▶ [Set exercise A]: Reproduce the passage of the article on free education for immigrants from "An entitlement to" up to and including "of mainstream society.".
▶ [Set exercise B]: Write what comes next in the article on free education for immigrants, starting after its last sentence.

All immigrants to the UK should be given a "welcome voucher" for free education to help them settle in, an inquiry team has said.
The inquiry into the future of lifelong learning, established by the adult education body Niace, has proposed that immigrants and Britons migrating within the UK should be offered free classes.
Its report, Migration, Communities and Lifelong Learning by Stephen McNair, director of the Centre for Research into the Older Workforce, said adult education could help to build cohesive communities in an age of "super-diversity", with areas containing a range of languages and nationalities.
An entitlement to learning on arrival in a new area would encourage people to integrate and make new contacts, regardless of their origins.
Professor McNair said: "Long waiting lists and complicated regulations teach people that they are not welcome and help them to learn to survive without becoming members of mainstream society.

▶ [Recorded information]:
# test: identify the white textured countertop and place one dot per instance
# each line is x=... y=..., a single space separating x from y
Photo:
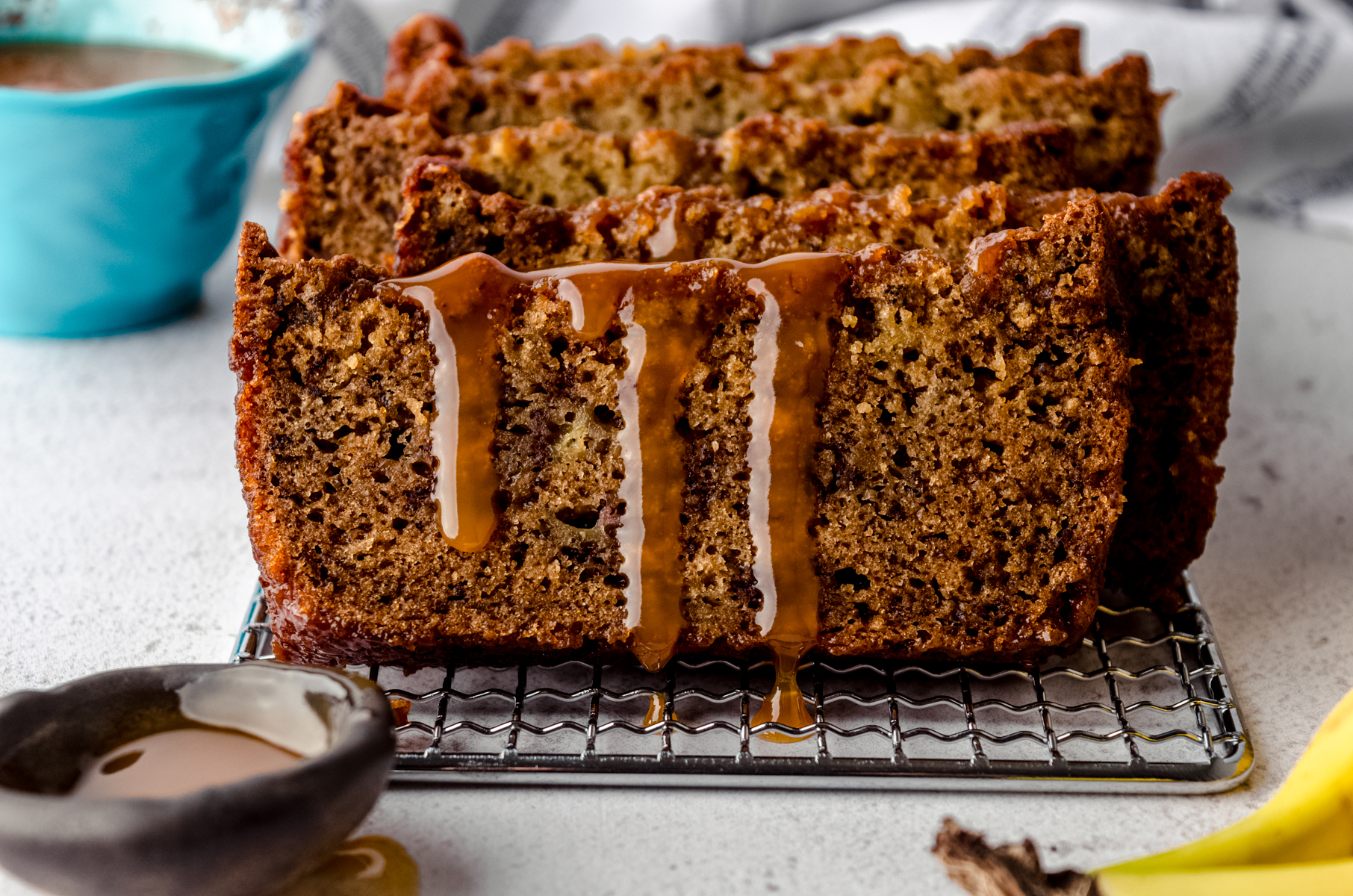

▶ [Output A]:
An entitlement to learning on arrival in a new area would encourage people to integrate and make new contacts, regardless of their origins.
Professor McNair said: "Long waiting lists and complicated regulations teach people that they are not welcome and help them to learn to survive without becoming members of mainstream society.

▶ [Output B]:
"Joining classes can help people to develop new skills and refresh old ones, so they can rapidly become contributing members of society. It can also help community cohesion by building social networks."
Lack of appropriate English is the biggest barrier to integration for migrants, the report said. Those with fluent English were 20 per cent more likely to find work and are likely to earn 20 per cent more than those who speak the language badly.
Tom Schuller, director of the inquiry, said looking solely at the cost of the proposals risked missing the point. "What are the costs of non integration?" he said. "What are the costs of losing the opportunity of non-English speakers' skills because they don't speak English properly?"
Editorial, page 6.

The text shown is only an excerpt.